**EXERCISE DETAILS**
Can you rewrite the rows below with "Dataset curation step" swapped for "Labeling round" everywhere and nothing else changed, leaving the pictures out?

**Image region labeling entries**

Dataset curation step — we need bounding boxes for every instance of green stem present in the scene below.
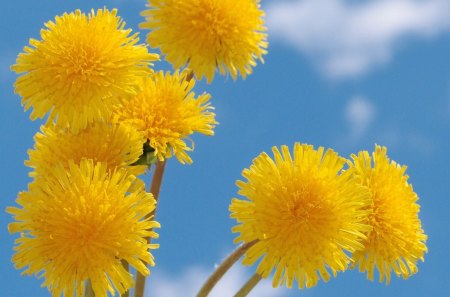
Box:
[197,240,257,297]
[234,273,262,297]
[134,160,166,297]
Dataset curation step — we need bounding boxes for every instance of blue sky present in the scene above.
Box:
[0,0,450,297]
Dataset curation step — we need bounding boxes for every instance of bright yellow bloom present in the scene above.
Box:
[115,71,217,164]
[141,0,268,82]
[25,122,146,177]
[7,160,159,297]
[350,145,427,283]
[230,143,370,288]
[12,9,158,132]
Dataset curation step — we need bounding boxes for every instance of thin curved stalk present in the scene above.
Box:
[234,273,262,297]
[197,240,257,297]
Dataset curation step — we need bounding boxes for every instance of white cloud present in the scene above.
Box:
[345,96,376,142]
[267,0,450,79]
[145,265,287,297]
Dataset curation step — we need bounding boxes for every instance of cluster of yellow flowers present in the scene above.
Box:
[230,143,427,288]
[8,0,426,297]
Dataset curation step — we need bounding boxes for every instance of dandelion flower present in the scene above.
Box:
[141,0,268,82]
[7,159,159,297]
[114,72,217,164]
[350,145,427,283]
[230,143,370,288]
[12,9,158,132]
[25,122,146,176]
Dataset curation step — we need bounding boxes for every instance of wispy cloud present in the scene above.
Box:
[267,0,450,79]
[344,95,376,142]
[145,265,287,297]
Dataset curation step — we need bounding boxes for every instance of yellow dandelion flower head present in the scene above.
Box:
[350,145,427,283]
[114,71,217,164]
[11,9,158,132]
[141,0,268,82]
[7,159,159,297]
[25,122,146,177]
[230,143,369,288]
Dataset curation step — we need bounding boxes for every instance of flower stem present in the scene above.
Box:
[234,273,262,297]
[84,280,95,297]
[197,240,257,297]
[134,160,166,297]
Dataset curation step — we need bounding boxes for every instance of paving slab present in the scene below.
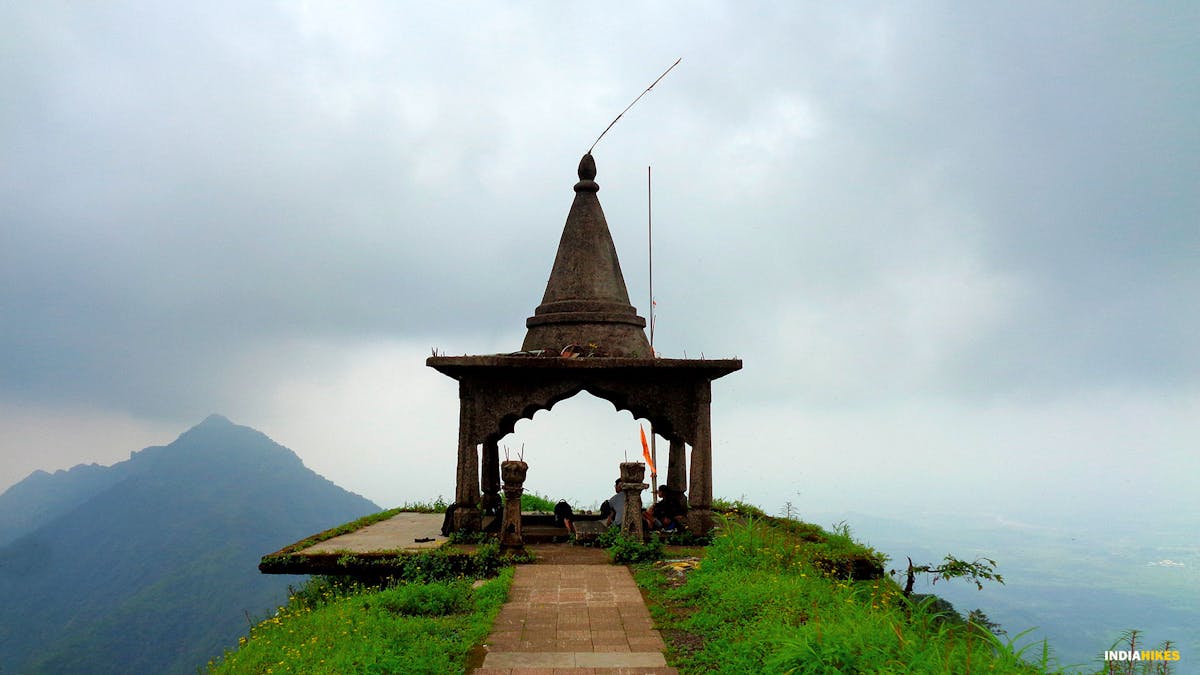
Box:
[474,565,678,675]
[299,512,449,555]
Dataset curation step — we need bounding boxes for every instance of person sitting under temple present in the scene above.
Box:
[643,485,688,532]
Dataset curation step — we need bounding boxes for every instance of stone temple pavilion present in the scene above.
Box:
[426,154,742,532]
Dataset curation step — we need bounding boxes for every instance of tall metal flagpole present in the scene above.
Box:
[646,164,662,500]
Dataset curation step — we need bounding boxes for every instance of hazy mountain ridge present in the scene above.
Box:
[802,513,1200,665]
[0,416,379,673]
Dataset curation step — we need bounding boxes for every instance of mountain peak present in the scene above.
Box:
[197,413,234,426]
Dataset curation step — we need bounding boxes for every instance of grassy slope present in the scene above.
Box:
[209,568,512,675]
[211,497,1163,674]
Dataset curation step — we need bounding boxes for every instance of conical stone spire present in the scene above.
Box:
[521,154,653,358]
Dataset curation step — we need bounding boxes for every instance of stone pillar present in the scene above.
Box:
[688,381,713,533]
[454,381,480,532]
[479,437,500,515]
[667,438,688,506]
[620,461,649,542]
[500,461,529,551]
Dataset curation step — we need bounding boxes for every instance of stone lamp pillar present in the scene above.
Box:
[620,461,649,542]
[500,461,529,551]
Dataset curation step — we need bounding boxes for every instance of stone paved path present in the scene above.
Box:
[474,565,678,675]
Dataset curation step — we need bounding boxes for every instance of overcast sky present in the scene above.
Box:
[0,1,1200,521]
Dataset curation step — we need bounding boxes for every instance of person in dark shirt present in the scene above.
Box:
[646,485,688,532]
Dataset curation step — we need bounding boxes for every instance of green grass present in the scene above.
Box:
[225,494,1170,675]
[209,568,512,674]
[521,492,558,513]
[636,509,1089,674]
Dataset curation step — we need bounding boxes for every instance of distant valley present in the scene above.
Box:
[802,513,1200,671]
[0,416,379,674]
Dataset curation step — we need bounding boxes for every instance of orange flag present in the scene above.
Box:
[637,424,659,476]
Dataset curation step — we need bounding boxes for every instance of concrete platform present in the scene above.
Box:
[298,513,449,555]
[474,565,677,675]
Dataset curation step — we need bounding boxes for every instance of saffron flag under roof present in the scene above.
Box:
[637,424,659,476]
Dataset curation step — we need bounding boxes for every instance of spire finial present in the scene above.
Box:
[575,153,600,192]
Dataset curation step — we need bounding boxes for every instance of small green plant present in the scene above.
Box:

**ANSWER IN FULL**
Labeling round — we need bounding boxes for every instance of green stem present in the scene below.
Box:
[197,240,257,297]
[234,273,262,297]
[134,160,166,297]
Labeling round — we need bounding boxes for every instance of blue sky present in the scene above.
Box:
[0,0,450,297]
Labeling round — we need bounding boxes for every instance of bright yellow bloom present in the scene above.
Box:
[115,71,217,164]
[141,0,268,82]
[25,122,146,177]
[7,160,159,297]
[350,145,427,283]
[230,143,370,288]
[12,9,158,132]
Labeling round — we need bounding boxes for every instance of thin curved stalk present in the scene above.
Box:
[234,273,262,297]
[197,240,257,297]
Labeling round — we need bounding boxes for every instance of white cloud present in the scene above.
Box:
[345,96,376,142]
[267,0,450,79]
[145,265,287,297]
Labeling round — we need bounding boxes for every instance of cluster of yellow flowers present in the scene above.
Box:
[230,143,427,288]
[8,0,426,297]
Labeling round — we need bounding boxes for every instance of dandelion flower present in the scene above.
Box:
[141,0,268,82]
[7,159,159,297]
[114,72,217,164]
[350,145,427,283]
[230,143,370,288]
[12,9,158,132]
[25,122,146,176]
Labeling round — we need bounding boxes for every instance of wispy cloud present in the scene above.
Box:
[267,0,450,79]
[344,95,376,142]
[145,265,287,297]
Labeling round — we need bounding boxes for every instance of yellow dandelion flower head present in the scene above.
Box:
[350,145,427,283]
[114,71,217,164]
[11,9,158,132]
[141,0,268,82]
[7,159,159,297]
[25,122,146,177]
[230,143,369,288]
Labeling round — we need bounding boxes for every instance of flower stem present in the scene above.
Box:
[234,273,262,297]
[84,280,95,297]
[197,240,257,297]
[134,160,166,297]
Labeling round — we need bounding boxes for every instance of paving slab present in the scene below.
Box:
[474,565,678,675]
[299,512,449,555]
Labeling round — we need bounding boxes for every instance of person sitting under temple present in the scene above.
Box:
[643,485,688,532]
Labeling round — we need bounding boxes for every instance of stone temple pavilion present in the scene above.
Box:
[426,154,742,532]
Labeling round — we need bounding boxes for every instance of tall metal flagpole present in the scene above.
Box:
[646,164,662,500]
Labeling round — we need bounding boxes for every instance of hazy mountain ridge present in the scene above.
Box:
[802,513,1200,665]
[0,416,379,673]
Labeling round — we need bounding boxes for every instance of mountain peak present in the scene above.
Box:
[197,413,234,426]
Labeling round — we need bounding boxes for every instance of grassy slope present in the scene above.
Box:
[209,568,512,675]
[211,497,1163,674]
Labeling round — we need bounding boxes for every instance of conical stone spire present in the scene above.
Box:
[521,154,653,358]
Labeling round — we need bounding boxes for every instance of stone pillar present in the scene above.
Box:
[688,381,713,533]
[454,381,480,532]
[479,437,500,515]
[667,438,688,506]
[620,461,649,542]
[500,461,529,551]
Labeling round — we need bounding boxes for every instance of stone lamp pillar present in the scene above.
Box:
[620,461,649,542]
[500,461,529,551]
Labeling round — we need bounding boxes for every instance of stone paved path present in the scene above.
Box:
[474,565,678,675]
Labeling round — we need bounding boxes for every instance of overcast sky present in the scene above.
Box:
[0,1,1200,521]
Labeling round — we need bounding boxes for every instance of person in dark shirt present in the scene above.
Box:
[646,485,688,532]
Labeling round — we need bounding boxes for every instance of green grass present in the scene above.
Box:
[225,494,1170,675]
[209,568,512,674]
[521,492,558,513]
[636,509,1089,674]
Labeling round — we need bounding boxes for every instance of distant valley present in the scene above.
Box:
[802,513,1200,671]
[0,416,379,674]
Labeling round — we need bounding boxes for every instance of orange flag present in the scene above.
Box:
[637,424,659,476]
Labeling round — we need bounding boxes for every instance of concrete platform present in the scene above.
Box:
[298,513,449,555]
[474,565,677,675]
Labeling round — we need bounding boxes for every instance of saffron flag under roof present in the scene above.
Box:
[637,424,659,476]
Labeling round — we need bounding boxes for every instance of spire finial present in the scene above.
Box:
[575,153,600,192]
Labeling round — we need bounding boxes for every instance of small green plant present in the scene above.
Box:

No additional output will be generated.